[Dataset items]
§
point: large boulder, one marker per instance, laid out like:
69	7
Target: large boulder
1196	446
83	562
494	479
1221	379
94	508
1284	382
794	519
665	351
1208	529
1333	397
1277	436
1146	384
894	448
§
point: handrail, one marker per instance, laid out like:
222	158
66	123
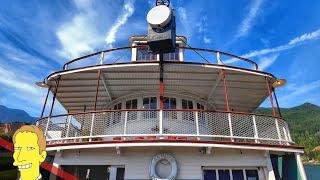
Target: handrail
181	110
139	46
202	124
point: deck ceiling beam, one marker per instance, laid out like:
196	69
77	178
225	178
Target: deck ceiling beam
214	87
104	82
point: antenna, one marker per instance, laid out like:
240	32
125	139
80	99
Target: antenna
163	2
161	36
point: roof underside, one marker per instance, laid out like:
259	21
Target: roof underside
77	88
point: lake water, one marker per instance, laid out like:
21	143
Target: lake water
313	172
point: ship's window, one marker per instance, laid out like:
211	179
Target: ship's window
§
### Task details
Return, from the entries, each line that holds "marker".

### Expected answer
point: large boulder, one marker per instance, laid out like:
point: handrail, one marker per instance, laid out like:
point: deck ceiling beam, one marker per instance, laid out like:
point: antenna, one marker per instance, laid out like:
point: roof underside, one marker per instance, laid out like:
point: lake water, one marker per instance, laid out like:
point: ship's window, one marker per instance, laid out like:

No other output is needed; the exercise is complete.